### What is being asked:
Restate the data exactly, with nothing altered.

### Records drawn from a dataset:
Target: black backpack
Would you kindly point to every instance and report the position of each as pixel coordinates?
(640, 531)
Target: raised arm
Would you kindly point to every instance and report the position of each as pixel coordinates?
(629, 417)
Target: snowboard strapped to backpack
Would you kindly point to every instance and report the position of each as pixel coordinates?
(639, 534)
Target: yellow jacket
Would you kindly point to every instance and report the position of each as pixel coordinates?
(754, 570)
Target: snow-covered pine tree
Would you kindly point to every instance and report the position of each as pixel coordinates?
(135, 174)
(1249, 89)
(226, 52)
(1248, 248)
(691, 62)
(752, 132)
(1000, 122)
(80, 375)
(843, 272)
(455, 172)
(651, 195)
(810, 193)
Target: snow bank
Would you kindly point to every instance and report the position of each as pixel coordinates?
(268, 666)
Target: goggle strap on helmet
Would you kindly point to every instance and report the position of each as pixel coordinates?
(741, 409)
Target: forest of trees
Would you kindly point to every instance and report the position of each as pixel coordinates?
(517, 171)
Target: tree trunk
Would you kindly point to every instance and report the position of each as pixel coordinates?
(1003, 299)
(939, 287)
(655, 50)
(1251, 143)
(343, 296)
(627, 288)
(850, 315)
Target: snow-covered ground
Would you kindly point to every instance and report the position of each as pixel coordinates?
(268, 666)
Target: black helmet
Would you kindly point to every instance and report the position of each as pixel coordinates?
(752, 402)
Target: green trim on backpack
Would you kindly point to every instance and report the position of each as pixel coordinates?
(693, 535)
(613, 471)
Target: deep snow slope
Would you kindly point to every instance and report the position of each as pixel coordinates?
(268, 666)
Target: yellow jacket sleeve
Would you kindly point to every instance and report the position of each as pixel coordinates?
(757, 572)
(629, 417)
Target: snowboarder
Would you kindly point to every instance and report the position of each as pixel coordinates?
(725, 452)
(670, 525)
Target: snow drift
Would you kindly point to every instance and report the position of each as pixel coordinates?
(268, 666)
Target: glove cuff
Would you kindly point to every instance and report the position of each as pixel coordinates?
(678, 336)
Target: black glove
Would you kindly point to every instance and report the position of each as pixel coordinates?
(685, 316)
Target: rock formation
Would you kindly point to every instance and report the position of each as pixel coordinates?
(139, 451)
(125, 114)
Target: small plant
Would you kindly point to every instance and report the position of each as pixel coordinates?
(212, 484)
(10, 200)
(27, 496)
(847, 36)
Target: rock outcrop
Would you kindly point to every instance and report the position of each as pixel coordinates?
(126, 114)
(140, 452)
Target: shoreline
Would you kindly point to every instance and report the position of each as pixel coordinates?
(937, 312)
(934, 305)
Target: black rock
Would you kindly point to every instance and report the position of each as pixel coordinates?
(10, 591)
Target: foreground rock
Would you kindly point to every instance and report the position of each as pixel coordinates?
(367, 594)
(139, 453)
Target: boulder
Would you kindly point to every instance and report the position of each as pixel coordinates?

### Your response:
Target: black backpack
Would you kindly point to every instance and report the position of each as pixel coordinates?
(640, 531)
Target: raised arm
Would you kindly point to every instance and report the position of each as pixel coordinates?
(629, 417)
Target: snowboard strapped to backpack
Would you kindly point to every instance and report the position of each as pixel coordinates?
(639, 534)
Target: yellow jacket
Would you kindly point to every instance and report the position of each as pixel coordinates?
(754, 570)
Target: snow-covered pine tree
Would you kindly point to every instance and report the position of each as pixel coordinates?
(135, 174)
(1249, 89)
(226, 52)
(1248, 248)
(691, 62)
(752, 132)
(1000, 122)
(80, 375)
(843, 272)
(455, 172)
(651, 195)
(810, 193)
Target: snow bank
Would you kindly point to every instance and report the position of each as pixel coordinates?
(268, 666)
Target: goggle strap on helmet
Would you kindly point to every instance and report the position of each as pixel coordinates?
(741, 409)
Target: forest of trees
Would you kindly point to every instance and report the position of each as pixel coordinates?
(517, 171)
Target: tree trunk
Would you kindly point to every instance and report the position of each as pixel coordinates?
(1003, 299)
(939, 287)
(655, 50)
(1251, 143)
(343, 296)
(627, 288)
(850, 315)
Target: snow-covered ground
Would you kindly point to every instance and report the position of each as pixel coordinates?
(268, 666)
Target: black helmet
Would you kindly point to every instance and report the position of each as pixel coordinates?
(752, 402)
Target: green trim on backpack
Would you kindly point to every instance and report the position of each as pixel coordinates?
(693, 535)
(613, 471)
Target: deep snow slope
Would you kindly point to every instance and report the position of each as pixel coordinates?
(268, 666)
Target: yellow jacket sleeve
Would you kindly point to every instance and report the position of each as pixel coordinates?
(757, 572)
(629, 417)
Target: snowboarder
Would you kindly point to every instance and report the position of each as pixel coordinates?
(725, 452)
(670, 525)
Target: snow drift
Would you kindly point to every instance and report the position of each as pixel coordinates?
(268, 666)
Target: glove cuff
Would you kindly point to every instance and report the position of each as pixel coordinates?
(678, 336)
Target: black glove
Would you kindly point to every instance and report the position of each as pixel coordinates?
(685, 316)
Target: rock formation
Would you kindly point to every instance and report the position of each as pixel coordinates?
(139, 451)
(125, 114)
Target: small plant
Would you kindly point to every instance and report the position of each as pixel coordinates?
(212, 484)
(10, 200)
(27, 496)
(847, 36)
Target: rock outcrop
Would you kindly point to every instance and report the position of each as pixel coordinates?
(126, 114)
(140, 452)
Target: shoreline
Would you kindly point to every instance and report the position of each as pixel coordinates?
(937, 312)
(934, 305)
Target: black rock
Would you kindly point to every instance and report the position of each as pixel coordinates?
(10, 591)
Target: foreground rock
Would you kindly point to every instance and report the position of each as pixel coordinates?
(367, 594)
(139, 453)
Target: boulder
Would you kindly point to every instance and report the position of each as pixel coordinates?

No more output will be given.